● Teks Bacaan:
Upacara penguburan tembuni disertai pembacaan doa selamat dan menyampaikan
hadiah atau tawasulan kepada Syeh Abdulkadir Jaelani dan ahli kubur. Di dekat
kuburan tembuni itu dinyalakan cempor/pelita sampai tali pusat bayi lepas dari
perutnya.. Upacara pemeliharaan tembuni dimaksudkan agar bayi itu selamat dan
kelak menjadi orang yang berbahagia.
2. Upacara
Nenjrag Bumi
Upacara Nenjrag
Bumi ialah upacara memukulkan alu ke bumi sebanyak tujuh kali di dekat bayi,
atau cara lain yaitu bayi dibaringkan di atas pelupuh (lantai dari bambo yang
dibelah-belah ), kemudian indung beurang menghentakkan kakinya ke pelupuh di
dekat bayi. Maksud dan tujuan dari upacara ini ialah agar bayi kelak menjadi
anak yang tidak lekas terkejut atau takut jika mendengar bunyi yang tiba-tiba
dan menakutkan.

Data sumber

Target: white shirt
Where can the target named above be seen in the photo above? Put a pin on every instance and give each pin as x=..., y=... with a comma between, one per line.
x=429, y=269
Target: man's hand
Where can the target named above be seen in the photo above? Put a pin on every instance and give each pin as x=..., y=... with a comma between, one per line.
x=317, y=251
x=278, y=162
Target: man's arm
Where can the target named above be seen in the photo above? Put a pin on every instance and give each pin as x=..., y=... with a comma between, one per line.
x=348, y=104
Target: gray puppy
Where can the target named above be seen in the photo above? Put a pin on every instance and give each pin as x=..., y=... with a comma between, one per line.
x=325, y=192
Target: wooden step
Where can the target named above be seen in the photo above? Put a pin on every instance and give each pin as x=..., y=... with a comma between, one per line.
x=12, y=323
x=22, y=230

● Soal Latihan:
a – Menurut bacaan tentang upacara adat bayi, apa maksud dan tujuan upacara Nenjrag Bumi?
b – Tuliskan ulang bagian bacaan tentang upacara adat bayi yang dimulai pada kata-kata "Upacara penguburan tembuni" dan berhenti setelah "orang yang berbahagia.", lalu ubah "ahli kubur" menjadi "para leluhur".
c – Tolong lanjutkan bacaan tentang upacara adat bayi ini mulai dari bagian terakhir yang ditampilkan.

● Jawaban Soal:
a – Agar bayi kelak menjadi anak yang tidak lekas terkejut atau takut jika mendengar bunyi yang tiba-tiba dan menakutkan.

b –
Upacara penguburan tembuni disertai pembacaan doa selamat dan menyampaikan
hadiah atau tawasulan kepada Syeh Abdulkadir Jaelani dan para leluhur. Di dekat
kuburan tembuni itu dinyalakan cempor/pelita sampai tali pusat bayi lepas dari
perutnya.. Upacara pemeliharaan tembuni dimaksudkan agar bayi itu selamat dan
kelak menjadi orang yang berbahagia.

c –
3. Upacara
Puput Puseur
Setelah bayi
terlepas dari tali pusatnya, biasanya diadakan selamatan. Tali pusat yang sudah
lepas itu oleh indung beurang dimasukkan ke dalam kanjut kundang . Seterusnya
pusar bayi ditutup dengan uang logam/benggol yang telah dibungkus kasa atau
kapas dan diikatkan pada perut bayi, maksudnya agar pusat bayi tidak dosol,
menonjol ke luar. Ada juga pada saat upacara ini dilaksanakan sekaligus dengan
pemberian nama bayi. Pada upacara ini dibacakan doa selamat, dan disediakan
bubur merah bubur putih. Ada kepercayaan bahwa tali pusat (tali ari-ari)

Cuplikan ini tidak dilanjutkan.